Copy every row below word for word, keeping each line break and indentation the same.
▼
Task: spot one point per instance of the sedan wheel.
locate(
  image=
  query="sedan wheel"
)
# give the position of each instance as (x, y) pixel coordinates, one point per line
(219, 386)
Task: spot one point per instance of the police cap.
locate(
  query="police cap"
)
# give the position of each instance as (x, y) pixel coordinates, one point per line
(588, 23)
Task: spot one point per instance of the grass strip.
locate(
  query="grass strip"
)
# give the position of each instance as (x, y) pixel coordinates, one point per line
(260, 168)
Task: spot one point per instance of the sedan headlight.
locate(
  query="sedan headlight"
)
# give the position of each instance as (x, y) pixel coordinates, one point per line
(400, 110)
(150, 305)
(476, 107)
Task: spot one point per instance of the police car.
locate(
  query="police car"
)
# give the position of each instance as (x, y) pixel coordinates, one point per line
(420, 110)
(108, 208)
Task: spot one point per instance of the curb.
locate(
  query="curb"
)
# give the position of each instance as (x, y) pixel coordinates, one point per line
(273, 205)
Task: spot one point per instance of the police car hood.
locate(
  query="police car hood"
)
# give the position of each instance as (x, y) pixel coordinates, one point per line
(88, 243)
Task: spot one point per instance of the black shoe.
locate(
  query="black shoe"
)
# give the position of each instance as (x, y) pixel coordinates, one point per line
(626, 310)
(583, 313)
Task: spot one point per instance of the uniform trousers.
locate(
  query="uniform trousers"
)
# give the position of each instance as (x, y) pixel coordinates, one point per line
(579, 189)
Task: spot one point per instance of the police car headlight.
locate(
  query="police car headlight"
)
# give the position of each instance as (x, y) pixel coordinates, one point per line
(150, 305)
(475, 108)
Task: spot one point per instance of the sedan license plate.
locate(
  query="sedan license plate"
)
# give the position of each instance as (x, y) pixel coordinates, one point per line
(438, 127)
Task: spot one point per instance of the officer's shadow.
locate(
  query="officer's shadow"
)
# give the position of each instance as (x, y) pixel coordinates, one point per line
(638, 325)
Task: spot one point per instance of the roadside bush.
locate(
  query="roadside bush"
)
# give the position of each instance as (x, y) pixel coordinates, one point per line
▲
- Task response -
Task: spot one point per instance of the sedan wheel.
locate(
  image=
  query="sedan wheel"
)
# give the position of each instance as (x, y) pixel coordinates, one point per line
(219, 386)
Task: spot one point per instance of the police cap.
locate(
  query="police cap"
)
# give the position of each instance as (x, y) pixel coordinates, one point per line
(588, 23)
Task: spot one point per instance of the grass strip.
locate(
  query="grass strip"
)
# give the position of each instance as (x, y) pixel coordinates, one point per line
(260, 168)
Task: spot one point per instance of the sedan headlight.
locate(
  query="sedan headlight"
)
# give the position of each instance as (x, y) pixel coordinates, one point per line
(400, 110)
(150, 305)
(476, 107)
Task: spot one point per instance of the police car.
locate(
  query="police car"
)
# give the position of each instance as (x, y) pixel coordinates, one point per line
(420, 110)
(108, 208)
Task: spot one point per instance of the curb.
locate(
  query="curb"
)
# give the position of each instance as (x, y) pixel coordinates, one point per line
(273, 205)
Task: spot one point per instance of the police car hood.
locate(
  query="police car hood"
)
# give the position of each instance as (x, y) pixel coordinates, one point per line
(88, 243)
Task: spot one point per instance of the black shoe.
locate(
  query="black shoe"
)
# give the position of each instance as (x, y) pixel coordinates, one point per line
(626, 310)
(583, 313)
Task: spot one point per instance of the uniform trousers.
locate(
  query="uniform trousers"
)
# give the position of each instance as (x, y) pixel coordinates, one point per line
(579, 189)
Task: spot one point per instance of the police car headlight.
locate(
  query="police car headlight"
)
# give the position of each instance as (x, y) pixel coordinates, one point per line
(150, 305)
(475, 108)
Task: spot one point per instance of the sedan license plate.
locate(
  query="sedan license plate"
)
# give the position of each instance as (x, y) pixel coordinates, one point per line
(438, 127)
Task: spot one point per instance of the officer's shadow.
locate(
  query="officer's shadow"
)
# give the position of each instance as (x, y) pixel coordinates, one point per line
(638, 325)
Task: spot one point per instance of the roadside bush.
locate(
  query="roadside bush"
)
# give the position of each instance as (x, y) pixel coordinates, one point per line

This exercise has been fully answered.